— Start of Record extracts —
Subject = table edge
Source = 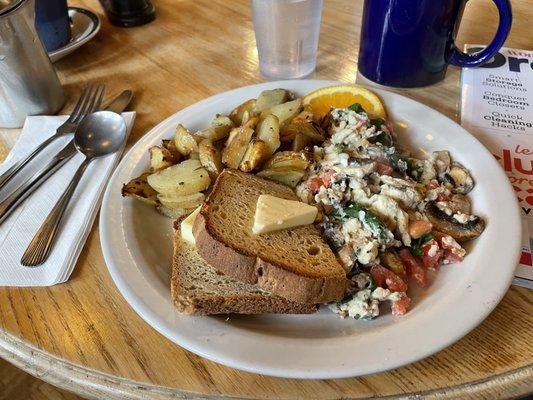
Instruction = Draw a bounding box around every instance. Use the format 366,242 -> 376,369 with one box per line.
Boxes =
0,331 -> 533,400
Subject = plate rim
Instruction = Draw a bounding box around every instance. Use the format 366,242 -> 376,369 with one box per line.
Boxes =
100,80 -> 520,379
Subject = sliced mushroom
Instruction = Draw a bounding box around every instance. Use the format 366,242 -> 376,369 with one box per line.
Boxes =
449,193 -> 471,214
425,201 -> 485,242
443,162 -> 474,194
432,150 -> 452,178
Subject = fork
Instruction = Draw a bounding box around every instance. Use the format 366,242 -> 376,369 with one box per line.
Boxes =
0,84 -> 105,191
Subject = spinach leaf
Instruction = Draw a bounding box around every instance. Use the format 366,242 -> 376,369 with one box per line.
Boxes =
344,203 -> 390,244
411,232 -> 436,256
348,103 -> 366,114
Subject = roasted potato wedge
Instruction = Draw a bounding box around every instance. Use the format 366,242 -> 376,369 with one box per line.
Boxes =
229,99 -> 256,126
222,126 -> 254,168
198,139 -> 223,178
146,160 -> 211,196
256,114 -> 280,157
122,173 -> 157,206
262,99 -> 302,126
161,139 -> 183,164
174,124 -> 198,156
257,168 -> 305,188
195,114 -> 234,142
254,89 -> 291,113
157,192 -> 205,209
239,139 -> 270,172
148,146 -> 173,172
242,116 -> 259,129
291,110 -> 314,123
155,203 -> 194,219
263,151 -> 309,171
— End of Record extracts —
Short problem:
Copy all of the material above word for word, leaving out the images.

Output for this task:
Subject = table edge
Source = 
Instruction = Draw a bounding box around every instance. Use the format 366,242 -> 376,369 with one box per line.
Boxes =
0,331 -> 533,400
Subject = plate rim
Instruction = Draw a bounding box around every instance. Use the format 366,242 -> 376,369 with one box per line.
Boxes =
100,80 -> 520,379
Subject = sliced mushroom
Instruction = Draw a bounding box around every instance. Use the format 366,242 -> 376,369 with one box per line.
Boxes =
449,193 -> 471,214
425,201 -> 485,242
443,162 -> 474,194
432,150 -> 452,178
Subject = fork
Instruction = Draw a bounding box around every instance. Use the format 366,242 -> 376,369 with one box per line.
Boxes =
0,84 -> 105,191
Subject = spinach leaf
Instruction = Draw a bounding box around every instance. Use the format 366,242 -> 376,369 with one box per line.
Boxes =
344,203 -> 390,244
411,232 -> 436,256
348,103 -> 366,114
Subject = roasted potato wedge
Instruction = Draw a bounding box around every instance. Use the format 366,242 -> 376,369 with one box per line.
Boxes =
229,99 -> 256,126
222,126 -> 254,168
198,139 -> 223,178
146,160 -> 211,196
256,114 -> 280,157
122,173 -> 157,206
262,99 -> 302,126
161,139 -> 183,164
174,124 -> 198,156
257,168 -> 305,188
195,114 -> 234,142
254,89 -> 291,113
157,192 -> 205,209
239,139 -> 270,172
148,146 -> 173,172
242,116 -> 259,129
291,110 -> 314,123
155,203 -> 194,219
263,151 -> 309,171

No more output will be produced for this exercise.